Given exercise -
Pull out each line of the material below that includes the word "shirt", copying every such line in full.

Material shown -
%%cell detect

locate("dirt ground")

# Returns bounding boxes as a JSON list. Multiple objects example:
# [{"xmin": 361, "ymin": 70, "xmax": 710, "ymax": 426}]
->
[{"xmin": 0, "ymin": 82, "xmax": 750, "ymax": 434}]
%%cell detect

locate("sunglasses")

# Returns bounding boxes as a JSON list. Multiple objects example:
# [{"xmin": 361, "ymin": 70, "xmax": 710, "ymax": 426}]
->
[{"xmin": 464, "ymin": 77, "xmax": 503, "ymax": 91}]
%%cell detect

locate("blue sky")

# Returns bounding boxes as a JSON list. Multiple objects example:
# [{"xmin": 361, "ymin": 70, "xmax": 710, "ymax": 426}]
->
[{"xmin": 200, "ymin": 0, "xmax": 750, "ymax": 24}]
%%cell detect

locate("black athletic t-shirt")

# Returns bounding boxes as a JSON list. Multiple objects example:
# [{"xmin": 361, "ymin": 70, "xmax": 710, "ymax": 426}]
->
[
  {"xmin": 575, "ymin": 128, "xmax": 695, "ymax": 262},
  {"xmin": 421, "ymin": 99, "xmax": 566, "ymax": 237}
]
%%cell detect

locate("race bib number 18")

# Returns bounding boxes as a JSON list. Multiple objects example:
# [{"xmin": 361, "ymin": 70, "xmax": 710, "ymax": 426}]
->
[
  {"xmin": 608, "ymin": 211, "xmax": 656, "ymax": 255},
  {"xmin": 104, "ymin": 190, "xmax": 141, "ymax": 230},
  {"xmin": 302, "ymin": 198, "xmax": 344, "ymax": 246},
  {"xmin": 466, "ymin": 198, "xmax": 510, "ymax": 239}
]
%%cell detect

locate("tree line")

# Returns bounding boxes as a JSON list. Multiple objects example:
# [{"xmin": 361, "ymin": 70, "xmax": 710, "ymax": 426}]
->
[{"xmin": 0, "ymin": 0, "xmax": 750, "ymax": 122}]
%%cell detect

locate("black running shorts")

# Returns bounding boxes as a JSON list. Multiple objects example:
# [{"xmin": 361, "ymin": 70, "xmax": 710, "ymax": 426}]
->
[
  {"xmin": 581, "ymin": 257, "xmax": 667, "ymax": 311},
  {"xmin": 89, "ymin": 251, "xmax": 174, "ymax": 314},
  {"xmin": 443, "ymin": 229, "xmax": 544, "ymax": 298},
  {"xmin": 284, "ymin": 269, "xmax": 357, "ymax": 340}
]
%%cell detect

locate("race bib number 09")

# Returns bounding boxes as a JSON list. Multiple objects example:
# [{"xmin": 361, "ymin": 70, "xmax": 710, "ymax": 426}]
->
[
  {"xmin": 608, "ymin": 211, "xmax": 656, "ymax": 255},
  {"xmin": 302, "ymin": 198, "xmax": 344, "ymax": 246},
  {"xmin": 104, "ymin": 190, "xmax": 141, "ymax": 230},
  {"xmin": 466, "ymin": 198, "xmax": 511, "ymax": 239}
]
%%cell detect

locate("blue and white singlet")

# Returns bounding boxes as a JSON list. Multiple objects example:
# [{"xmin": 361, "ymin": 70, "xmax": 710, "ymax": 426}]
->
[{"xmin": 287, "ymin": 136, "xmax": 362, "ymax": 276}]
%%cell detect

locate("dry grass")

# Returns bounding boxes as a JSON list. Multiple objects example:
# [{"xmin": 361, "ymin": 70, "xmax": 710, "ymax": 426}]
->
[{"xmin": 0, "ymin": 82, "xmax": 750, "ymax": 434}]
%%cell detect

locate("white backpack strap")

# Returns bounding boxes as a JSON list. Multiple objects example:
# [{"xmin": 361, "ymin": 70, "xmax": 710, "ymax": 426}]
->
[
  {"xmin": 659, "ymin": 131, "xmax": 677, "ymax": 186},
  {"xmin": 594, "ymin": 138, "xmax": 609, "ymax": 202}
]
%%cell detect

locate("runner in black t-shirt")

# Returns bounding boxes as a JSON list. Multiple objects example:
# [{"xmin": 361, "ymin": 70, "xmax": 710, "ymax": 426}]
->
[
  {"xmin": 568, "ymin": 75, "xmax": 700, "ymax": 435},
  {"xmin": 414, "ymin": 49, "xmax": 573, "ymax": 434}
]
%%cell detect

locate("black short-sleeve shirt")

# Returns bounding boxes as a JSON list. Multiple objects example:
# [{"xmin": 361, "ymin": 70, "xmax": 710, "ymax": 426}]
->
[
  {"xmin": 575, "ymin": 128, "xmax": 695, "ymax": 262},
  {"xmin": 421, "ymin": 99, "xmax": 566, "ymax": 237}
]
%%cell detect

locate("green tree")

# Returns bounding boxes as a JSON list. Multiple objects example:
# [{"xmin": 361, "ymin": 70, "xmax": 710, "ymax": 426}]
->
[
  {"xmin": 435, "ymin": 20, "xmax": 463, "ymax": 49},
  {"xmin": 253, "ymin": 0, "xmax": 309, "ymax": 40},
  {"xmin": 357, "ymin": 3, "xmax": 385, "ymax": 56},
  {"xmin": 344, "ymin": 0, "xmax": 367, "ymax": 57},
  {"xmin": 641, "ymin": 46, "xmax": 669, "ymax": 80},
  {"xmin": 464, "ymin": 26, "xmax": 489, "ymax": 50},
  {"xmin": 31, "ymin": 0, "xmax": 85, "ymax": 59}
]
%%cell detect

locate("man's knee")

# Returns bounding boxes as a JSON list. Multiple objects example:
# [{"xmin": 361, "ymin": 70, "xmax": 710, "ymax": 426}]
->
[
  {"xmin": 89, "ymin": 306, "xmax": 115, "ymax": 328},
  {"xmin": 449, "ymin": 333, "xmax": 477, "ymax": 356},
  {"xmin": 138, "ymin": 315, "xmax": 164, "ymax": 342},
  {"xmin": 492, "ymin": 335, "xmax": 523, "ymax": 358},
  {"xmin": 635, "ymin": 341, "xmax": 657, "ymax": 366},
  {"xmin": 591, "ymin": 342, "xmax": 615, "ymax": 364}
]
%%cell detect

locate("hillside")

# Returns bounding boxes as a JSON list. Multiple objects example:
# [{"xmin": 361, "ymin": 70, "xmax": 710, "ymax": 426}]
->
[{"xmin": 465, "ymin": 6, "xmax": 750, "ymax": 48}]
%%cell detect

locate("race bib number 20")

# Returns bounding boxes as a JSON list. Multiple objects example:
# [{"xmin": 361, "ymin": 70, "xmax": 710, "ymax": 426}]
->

Finished exercise -
locate("black athletic t-shirt")
locate("runner in black t-shirt")
locate("black short-sleeve shirt")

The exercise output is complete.